ASSIGNMENT: Word for word, give every line of the listing again.

THE DATA:
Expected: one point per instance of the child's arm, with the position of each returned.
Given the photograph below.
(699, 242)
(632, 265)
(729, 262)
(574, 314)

ANSWER FOR THE TASK:
Expected: one point per instance of the child's arm, with the position of each returned.
Given the photograph below.
(699, 242)
(632, 265)
(729, 262)
(574, 314)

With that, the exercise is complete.